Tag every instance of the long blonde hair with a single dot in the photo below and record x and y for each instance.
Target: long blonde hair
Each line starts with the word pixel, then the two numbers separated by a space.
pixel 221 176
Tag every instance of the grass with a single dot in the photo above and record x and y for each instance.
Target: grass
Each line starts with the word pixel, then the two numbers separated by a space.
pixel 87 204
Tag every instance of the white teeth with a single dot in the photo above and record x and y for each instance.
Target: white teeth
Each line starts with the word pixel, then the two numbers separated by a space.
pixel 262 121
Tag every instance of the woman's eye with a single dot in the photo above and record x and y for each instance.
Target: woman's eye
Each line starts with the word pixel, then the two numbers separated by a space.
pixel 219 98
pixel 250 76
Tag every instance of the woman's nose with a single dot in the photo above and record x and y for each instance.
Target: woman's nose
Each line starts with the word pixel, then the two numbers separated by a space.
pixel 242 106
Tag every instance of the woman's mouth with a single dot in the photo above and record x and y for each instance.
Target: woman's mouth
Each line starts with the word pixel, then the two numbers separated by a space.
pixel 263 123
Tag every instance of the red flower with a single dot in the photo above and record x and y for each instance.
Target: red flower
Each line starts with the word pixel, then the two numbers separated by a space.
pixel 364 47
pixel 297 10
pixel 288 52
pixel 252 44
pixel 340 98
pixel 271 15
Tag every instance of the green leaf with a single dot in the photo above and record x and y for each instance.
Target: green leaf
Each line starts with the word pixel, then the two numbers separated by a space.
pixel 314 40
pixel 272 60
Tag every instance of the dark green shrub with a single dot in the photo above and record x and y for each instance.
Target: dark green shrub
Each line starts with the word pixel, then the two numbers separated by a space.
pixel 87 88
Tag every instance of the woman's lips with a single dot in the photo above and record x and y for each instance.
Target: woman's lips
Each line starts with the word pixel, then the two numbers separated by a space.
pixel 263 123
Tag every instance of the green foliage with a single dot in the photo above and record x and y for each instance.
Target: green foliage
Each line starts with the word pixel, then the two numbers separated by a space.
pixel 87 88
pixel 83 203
++++++++++
Directive
Convert every line of the records above into a Markdown table with two columns, Row for a running number and Line for the line itself. Omit any blank lines.

Response to the task
| Row | Line |
|---|---|
| 1 | Tag every instance of the long blonde hair with a single dot in the photo below and record x and y for each instance. |
| 2 | Target: long blonde hair |
| 3 | Each line starts with the word pixel, then the two numbers separated by a space. |
| 4 | pixel 221 176 |
| 5 | Tag every instance of the grass with a single dot in the photo above and record x and y for each instance. |
| 6 | Target: grass |
| 7 | Each line starts with the word pixel, then the two numbers separated by a space. |
| 8 | pixel 87 204 |
| 9 | Tag every instance of the white teeth with a single dot in the photo above and record x and y for each instance. |
| 10 | Target: white teeth |
| 11 | Each line starts with the word pixel, then the two numbers separated by a space. |
| 12 | pixel 262 121 |
| 13 | Tag every instance of the woman's eye with a single dot in the photo above and record x and y for each instance. |
| 14 | Target: woman's eye |
| 15 | Each line starts with the word pixel, then the two numbers separated by a space. |
| 16 | pixel 219 98 |
| 17 | pixel 250 76 |
| 18 | Tag every instance of the woman's nose with a single dot in the photo above and record x and y for each instance. |
| 19 | Target: woman's nose |
| 20 | Each line starts with the word pixel, then the two numbers separated by a space. |
| 21 | pixel 242 106 |
| 22 | Tag every instance of the woman's mouth with a single dot in the photo above and record x and y for each instance. |
| 23 | Target: woman's mouth |
| 24 | Each line starts with the word pixel, then the two numbers separated by a space. |
| 25 | pixel 263 123 |
| 26 | Tag every instance of the red flower with a single dot in the photo above and record x and y for each instance. |
| 27 | Target: red flower |
| 28 | Each line starts with the word pixel, then the two numbers separated by a space. |
| 29 | pixel 364 47 |
| 30 | pixel 297 10 |
| 31 | pixel 288 52 |
| 32 | pixel 252 44 |
| 33 | pixel 340 98 |
| 34 | pixel 271 15 |
| 35 | Tag every instance of the green leaf with a single dot in the photo above and record x and y for each instance. |
| 36 | Target: green leaf |
| 37 | Each line starts with the word pixel, then the two numbers separated by a space. |
| 38 | pixel 314 40 |
| 39 | pixel 272 60 |
| 40 | Tag every instance of the dark green shrub with a single dot in the photo above and record x and y for each instance. |
| 41 | Target: dark green shrub |
| 42 | Each line starts with the word pixel, then the two numbers separated by a space. |
| 43 | pixel 87 88 |
| 44 | Tag every instance of the woman's lips with a single dot in the photo above and record x and y for each instance. |
| 45 | Target: woman's lips |
| 46 | Each line starts with the word pixel, then the two numbers separated by a space. |
| 47 | pixel 263 123 |
| 48 | Tag every instance of the green foliage with a single dot in the photo above and record x and y for each instance. |
| 49 | Target: green foliage |
| 50 | Each line starts with the word pixel, then the two numbers separated by a space. |
| 51 | pixel 87 88 |
| 52 | pixel 83 203 |